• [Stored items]

────────────────

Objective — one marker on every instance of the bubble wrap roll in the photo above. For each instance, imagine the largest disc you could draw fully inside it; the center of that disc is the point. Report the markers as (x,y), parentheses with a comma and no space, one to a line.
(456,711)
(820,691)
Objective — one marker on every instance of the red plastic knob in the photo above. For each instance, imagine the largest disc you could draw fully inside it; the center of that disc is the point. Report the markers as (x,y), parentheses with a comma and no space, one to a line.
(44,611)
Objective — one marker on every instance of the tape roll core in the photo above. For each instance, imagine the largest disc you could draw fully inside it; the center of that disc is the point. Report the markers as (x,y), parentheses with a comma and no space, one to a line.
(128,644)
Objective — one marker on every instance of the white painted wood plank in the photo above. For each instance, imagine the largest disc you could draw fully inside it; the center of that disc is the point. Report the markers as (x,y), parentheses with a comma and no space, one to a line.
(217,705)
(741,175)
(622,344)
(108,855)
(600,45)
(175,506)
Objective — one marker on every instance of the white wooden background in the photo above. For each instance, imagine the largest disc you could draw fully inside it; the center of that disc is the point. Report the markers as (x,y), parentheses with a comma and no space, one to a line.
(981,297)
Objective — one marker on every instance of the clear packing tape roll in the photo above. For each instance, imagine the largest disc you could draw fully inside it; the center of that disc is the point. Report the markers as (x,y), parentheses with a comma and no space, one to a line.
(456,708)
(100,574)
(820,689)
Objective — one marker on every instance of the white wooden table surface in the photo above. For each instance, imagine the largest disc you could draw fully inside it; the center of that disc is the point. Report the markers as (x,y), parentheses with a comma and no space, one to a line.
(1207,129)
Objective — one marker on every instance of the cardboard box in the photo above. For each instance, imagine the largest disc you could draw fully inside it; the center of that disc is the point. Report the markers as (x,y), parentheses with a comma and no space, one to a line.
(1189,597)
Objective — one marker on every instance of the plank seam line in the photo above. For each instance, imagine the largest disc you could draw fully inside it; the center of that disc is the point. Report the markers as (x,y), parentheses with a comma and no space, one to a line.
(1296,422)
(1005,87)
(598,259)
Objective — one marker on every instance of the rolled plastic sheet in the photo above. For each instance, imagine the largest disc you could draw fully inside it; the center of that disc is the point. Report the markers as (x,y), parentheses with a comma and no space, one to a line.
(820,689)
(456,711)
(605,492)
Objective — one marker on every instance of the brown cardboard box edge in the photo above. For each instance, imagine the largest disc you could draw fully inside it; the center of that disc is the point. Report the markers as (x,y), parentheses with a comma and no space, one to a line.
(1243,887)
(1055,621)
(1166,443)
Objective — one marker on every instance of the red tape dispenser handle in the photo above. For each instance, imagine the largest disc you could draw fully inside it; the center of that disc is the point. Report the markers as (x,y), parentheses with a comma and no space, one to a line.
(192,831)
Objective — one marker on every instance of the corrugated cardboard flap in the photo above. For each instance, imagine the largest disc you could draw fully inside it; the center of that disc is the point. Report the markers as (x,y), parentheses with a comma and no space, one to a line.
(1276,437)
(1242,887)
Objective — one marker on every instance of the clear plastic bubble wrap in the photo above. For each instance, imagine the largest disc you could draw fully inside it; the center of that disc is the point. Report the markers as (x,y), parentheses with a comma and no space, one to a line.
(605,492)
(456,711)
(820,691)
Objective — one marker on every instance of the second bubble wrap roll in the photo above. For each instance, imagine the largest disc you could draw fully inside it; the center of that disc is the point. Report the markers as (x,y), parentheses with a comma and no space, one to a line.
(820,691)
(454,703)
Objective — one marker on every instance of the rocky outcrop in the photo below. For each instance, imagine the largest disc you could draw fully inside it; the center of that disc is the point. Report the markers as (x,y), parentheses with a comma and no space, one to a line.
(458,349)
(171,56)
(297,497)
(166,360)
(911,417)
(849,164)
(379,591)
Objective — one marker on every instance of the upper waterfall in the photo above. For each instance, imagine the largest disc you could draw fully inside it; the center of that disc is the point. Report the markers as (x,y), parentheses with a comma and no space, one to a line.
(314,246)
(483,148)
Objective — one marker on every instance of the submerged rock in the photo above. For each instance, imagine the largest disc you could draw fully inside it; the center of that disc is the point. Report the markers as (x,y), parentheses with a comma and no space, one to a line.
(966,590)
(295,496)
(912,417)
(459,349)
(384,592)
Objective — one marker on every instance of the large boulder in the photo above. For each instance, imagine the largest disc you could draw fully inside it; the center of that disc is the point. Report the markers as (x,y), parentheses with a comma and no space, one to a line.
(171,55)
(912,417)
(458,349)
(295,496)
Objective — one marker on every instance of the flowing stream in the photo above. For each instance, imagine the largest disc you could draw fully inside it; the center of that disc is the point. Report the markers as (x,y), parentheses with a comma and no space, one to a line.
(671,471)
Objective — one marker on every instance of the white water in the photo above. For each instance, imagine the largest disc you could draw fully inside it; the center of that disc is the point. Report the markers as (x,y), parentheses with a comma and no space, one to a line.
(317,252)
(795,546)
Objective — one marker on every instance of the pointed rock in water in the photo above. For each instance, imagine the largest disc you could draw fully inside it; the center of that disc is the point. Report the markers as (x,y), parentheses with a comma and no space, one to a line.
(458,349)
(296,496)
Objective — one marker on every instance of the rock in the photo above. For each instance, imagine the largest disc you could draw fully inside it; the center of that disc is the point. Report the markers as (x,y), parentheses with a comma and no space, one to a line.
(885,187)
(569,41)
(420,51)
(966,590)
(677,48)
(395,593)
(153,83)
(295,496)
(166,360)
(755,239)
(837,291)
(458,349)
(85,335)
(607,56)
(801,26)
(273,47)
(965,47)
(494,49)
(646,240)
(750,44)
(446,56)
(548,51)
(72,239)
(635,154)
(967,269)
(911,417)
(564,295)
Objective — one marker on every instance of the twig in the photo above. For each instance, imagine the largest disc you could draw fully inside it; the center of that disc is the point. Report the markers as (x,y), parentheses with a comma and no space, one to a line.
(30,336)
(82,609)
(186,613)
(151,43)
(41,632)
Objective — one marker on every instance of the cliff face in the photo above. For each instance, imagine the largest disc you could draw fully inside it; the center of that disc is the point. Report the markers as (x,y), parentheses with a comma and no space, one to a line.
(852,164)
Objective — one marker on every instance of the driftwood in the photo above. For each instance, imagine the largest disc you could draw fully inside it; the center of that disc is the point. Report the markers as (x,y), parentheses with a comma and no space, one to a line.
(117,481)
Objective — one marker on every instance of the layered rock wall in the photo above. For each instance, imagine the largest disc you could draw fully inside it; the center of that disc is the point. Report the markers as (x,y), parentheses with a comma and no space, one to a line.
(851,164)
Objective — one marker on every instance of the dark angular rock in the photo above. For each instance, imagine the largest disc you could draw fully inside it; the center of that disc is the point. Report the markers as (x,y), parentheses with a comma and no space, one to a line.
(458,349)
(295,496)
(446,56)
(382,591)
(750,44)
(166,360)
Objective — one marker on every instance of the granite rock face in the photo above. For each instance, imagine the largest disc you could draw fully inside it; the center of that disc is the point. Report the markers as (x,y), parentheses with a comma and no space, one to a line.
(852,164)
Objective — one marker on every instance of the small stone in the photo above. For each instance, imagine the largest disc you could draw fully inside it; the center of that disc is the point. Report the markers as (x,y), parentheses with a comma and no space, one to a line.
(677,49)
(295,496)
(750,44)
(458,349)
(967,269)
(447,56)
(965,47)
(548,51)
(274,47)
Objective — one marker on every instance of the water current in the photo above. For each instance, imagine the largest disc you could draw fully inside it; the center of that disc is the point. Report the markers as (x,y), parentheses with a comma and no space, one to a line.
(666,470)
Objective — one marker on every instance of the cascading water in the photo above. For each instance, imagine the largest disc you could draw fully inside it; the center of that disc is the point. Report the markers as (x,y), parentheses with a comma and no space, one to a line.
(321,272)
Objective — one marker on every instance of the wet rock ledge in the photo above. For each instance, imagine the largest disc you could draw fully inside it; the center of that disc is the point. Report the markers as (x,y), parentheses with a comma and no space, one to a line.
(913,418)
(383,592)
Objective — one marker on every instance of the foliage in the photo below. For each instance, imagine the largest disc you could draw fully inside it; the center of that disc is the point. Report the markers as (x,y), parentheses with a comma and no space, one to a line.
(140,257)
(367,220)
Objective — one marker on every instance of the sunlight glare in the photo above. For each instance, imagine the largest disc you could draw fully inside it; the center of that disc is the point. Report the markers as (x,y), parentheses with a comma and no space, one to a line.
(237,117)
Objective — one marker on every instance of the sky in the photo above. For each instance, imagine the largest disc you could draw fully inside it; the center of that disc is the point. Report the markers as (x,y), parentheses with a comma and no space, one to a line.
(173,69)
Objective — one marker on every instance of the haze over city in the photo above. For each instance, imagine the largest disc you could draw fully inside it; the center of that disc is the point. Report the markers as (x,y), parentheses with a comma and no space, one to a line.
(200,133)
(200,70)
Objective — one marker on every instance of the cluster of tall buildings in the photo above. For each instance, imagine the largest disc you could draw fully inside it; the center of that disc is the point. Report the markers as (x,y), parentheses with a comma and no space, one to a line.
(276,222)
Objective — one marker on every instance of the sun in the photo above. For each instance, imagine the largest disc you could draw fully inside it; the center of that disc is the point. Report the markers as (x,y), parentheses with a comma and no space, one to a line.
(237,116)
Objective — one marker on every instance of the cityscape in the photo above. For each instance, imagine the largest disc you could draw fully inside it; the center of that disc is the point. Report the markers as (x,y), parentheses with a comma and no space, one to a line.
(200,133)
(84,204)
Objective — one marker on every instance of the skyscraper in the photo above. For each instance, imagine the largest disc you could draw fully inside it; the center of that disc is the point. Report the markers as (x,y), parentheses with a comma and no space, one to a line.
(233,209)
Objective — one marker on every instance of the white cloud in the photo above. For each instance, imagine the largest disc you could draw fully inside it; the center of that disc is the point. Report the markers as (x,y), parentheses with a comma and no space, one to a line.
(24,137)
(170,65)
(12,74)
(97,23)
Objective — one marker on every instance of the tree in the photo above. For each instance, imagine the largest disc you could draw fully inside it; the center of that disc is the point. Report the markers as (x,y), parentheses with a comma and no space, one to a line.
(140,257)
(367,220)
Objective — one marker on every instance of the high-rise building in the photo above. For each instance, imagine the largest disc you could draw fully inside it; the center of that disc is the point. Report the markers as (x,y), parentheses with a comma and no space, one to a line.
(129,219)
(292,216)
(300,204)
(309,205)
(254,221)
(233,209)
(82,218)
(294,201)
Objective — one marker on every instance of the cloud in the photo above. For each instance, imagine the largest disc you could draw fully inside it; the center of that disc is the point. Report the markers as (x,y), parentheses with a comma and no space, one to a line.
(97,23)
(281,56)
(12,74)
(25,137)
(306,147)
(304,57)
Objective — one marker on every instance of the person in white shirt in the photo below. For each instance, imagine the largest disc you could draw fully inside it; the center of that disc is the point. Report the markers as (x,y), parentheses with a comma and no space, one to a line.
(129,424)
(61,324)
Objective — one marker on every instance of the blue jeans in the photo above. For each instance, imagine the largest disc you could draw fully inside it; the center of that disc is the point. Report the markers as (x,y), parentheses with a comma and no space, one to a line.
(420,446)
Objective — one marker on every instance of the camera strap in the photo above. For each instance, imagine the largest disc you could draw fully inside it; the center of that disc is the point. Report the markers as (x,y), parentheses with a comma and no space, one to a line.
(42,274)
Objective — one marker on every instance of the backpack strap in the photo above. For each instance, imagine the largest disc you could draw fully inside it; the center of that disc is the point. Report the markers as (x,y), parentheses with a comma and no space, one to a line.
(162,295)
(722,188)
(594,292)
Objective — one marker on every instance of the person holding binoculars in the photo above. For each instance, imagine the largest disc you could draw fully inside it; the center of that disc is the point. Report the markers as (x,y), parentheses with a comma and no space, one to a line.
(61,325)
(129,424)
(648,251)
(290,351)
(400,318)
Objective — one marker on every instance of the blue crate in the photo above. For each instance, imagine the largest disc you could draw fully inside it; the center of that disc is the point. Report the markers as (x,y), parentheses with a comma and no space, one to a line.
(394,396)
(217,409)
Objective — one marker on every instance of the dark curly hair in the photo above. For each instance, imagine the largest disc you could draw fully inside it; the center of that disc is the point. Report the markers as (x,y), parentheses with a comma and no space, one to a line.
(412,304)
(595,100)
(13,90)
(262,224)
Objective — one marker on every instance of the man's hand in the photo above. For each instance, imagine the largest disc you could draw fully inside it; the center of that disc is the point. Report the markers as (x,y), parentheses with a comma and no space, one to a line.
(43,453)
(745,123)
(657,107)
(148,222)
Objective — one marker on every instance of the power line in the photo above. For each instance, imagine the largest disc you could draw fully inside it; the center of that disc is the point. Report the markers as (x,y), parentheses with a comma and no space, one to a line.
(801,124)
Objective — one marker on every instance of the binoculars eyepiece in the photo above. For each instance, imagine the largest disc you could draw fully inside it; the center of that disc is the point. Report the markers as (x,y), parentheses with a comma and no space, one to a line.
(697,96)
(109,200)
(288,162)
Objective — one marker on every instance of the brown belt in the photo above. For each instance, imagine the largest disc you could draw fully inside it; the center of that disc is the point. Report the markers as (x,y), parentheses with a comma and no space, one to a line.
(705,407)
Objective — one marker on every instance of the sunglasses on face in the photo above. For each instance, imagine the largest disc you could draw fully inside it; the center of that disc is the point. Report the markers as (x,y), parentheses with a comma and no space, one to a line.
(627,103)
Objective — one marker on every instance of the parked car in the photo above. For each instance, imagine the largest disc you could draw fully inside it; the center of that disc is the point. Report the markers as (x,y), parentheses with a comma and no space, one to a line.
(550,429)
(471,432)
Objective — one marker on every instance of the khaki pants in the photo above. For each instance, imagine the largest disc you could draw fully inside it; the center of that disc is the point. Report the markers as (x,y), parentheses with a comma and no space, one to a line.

────────────────

• [Task objective] Copy out every line from the one containing "Objective — one marker on every instance of the parked" to the end of the material, both ends included.

• [Exercise response]
Objective — one marker on every instance of the parked car in the photo above. For each instance, imagine the largest disc you could draw fully inside it; the center of that disc is the point. Report the markers as (x,y), parentheses with a comma and no space, one to a line.
(550,429)
(471,432)
Objective — one marker on every instance of the khaki pants in the photo above. For each instance, imagine the largest disc you could draw fully inside it; the center of that disc is the point. Report the markers as (x,y), parentheses with a comma and no space, one to a line.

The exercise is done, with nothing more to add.